• _ENTRIES PROVIDED_:
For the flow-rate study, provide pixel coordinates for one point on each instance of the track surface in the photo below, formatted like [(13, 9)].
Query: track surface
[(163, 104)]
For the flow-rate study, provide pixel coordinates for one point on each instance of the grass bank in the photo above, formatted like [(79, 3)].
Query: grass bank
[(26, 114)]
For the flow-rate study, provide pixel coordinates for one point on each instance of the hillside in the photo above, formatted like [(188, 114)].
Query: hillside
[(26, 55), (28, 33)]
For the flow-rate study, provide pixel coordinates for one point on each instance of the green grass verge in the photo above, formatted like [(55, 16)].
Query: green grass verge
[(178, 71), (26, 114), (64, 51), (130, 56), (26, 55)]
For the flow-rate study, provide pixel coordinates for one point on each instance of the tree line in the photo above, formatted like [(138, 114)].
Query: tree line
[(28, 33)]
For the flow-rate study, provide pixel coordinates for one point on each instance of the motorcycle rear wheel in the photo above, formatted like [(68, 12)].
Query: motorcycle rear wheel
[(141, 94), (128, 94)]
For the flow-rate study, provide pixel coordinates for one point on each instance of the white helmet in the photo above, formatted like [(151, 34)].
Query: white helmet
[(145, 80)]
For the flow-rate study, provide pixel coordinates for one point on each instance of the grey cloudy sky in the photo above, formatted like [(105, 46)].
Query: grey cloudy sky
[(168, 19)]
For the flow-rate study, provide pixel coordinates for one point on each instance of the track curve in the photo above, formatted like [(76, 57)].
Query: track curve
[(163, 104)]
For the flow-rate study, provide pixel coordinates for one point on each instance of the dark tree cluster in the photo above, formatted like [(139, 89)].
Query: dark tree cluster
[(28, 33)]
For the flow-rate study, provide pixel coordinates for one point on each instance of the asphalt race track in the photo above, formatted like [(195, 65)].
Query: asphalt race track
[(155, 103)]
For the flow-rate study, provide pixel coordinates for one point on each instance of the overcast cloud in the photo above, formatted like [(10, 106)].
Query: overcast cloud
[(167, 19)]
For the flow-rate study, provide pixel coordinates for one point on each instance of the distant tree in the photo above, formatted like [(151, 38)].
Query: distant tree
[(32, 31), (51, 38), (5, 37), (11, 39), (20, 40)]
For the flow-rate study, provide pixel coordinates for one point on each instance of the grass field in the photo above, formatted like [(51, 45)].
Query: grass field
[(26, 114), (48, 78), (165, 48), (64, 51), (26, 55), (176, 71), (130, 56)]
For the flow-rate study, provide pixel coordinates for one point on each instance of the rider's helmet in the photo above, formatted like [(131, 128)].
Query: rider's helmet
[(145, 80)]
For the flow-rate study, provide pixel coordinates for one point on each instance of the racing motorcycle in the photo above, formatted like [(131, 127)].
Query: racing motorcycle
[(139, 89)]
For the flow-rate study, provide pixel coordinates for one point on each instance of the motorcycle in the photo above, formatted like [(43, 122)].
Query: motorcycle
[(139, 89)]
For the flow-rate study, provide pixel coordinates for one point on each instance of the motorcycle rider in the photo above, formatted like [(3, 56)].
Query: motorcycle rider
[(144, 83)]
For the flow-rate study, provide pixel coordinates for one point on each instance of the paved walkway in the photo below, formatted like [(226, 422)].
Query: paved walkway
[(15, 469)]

• _EXERCISE OBJECTIVE_: The material above needs to be reproduced exactly as written.

• _RESULT OF THIS EXERCISE_:
For the flow-rate study, provide pixel coordinates for one point on each instance of the track surface in the photo below, formatted like [(13, 9)].
Query: track surface
[(163, 104)]
For the flow-rate study, provide pixel coordinates for one point on each instance of the grass bank in the photo above, formatted like [(79, 3)].
Query: grass bank
[(26, 114)]
For the flow-rate study, provide pixel coordinates for one point on each instance of the hillside in the photo above, formatted like [(188, 114)].
Query: hillside
[(26, 55), (28, 33)]
For the flow-rate study, provide pixel coordinates for one point on each instance of the green grass verge in the photo above, formatted like [(55, 16)].
Query: green grass verge
[(178, 71), (26, 114), (64, 51), (130, 56), (26, 55)]
For the flow-rate study, provide pixel coordinates for one point on each instance of the tree line in the photo above, formatted like [(138, 114)].
Query: tree line
[(28, 33)]
For the flow-rate study, provide pixel coordinates for one point on each instance of the motorcycle rear wheel in the photo above, formatted like [(68, 12)].
Query: motorcycle rear wheel
[(141, 94), (128, 94)]
For the flow-rate study, provide pixel coordinates for one point on each instance of the white helmet in the photo above, formatted like [(151, 34)].
Query: white helmet
[(145, 80)]
For the flow-rate study, provide pixel coordinates for one point on each instance of the grey cloudy sky in the photo above, formatted like [(105, 46)].
Query: grey cloudy sky
[(168, 19)]
For the flow-rate study, provide pixel coordinates for one point on each instance of the track curve in the photo above, formatted like [(76, 57)].
Query: track curve
[(163, 104)]
For the flow-rate study, provide pixel coordinates for one point on each instance of the dark tree cluster in the photo above, formatted like [(139, 89)].
Query: dark tree cluster
[(28, 33)]
For the flow-rate study, provide pixel coordinates for one point on each instance of the asphalt race track in the photo above, formatted like [(195, 65)].
Query: asphalt race track
[(155, 103)]
For the flow-rate study, provide pixel coordinates for one point on each instance of the overcast cloud in the photo above, formatted like [(10, 106)].
Query: overcast cloud
[(167, 19)]
For the flow-rate study, provide pixel coordinates for one point on each instance of the distant tree in the photo above, formatted like [(151, 38)].
Query: distant tree
[(32, 31), (51, 38), (5, 37), (11, 39), (20, 40)]
For the flow-rate study, provide pixel coordinates for one point on each instance of the grass field in the photo above, formatted like [(51, 45)].
Query: grass field
[(26, 114), (48, 78), (165, 48), (64, 51), (26, 55), (176, 71), (130, 56)]
For the flow-rate study, provide pixel coordinates for one point on each instance of the rider's helmet in the photo above, formatted like [(131, 128)].
Query: rider's helmet
[(145, 80)]
For the flow-rate study, provide pixel coordinates for one point on each instance of the racing motorcycle in the photo above, formatted like [(131, 127)].
Query: racing motorcycle
[(139, 89)]
For the flow-rate study, provide pixel coordinates for one point on each instance of the motorcycle in the photo above, formatted like [(43, 122)].
Query: motorcycle
[(139, 89)]
For the flow-rate study, provide pixel coordinates for one point on each instance of the motorcycle rider in the photo above, formatted like [(3, 56)].
Query: motorcycle rider
[(144, 83)]
For the flow-rate study, provide pixel coordinates for one point on each instance of the paved walkway in the photo below, formatted like [(226, 422)].
Query: paved walkway
[(15, 469)]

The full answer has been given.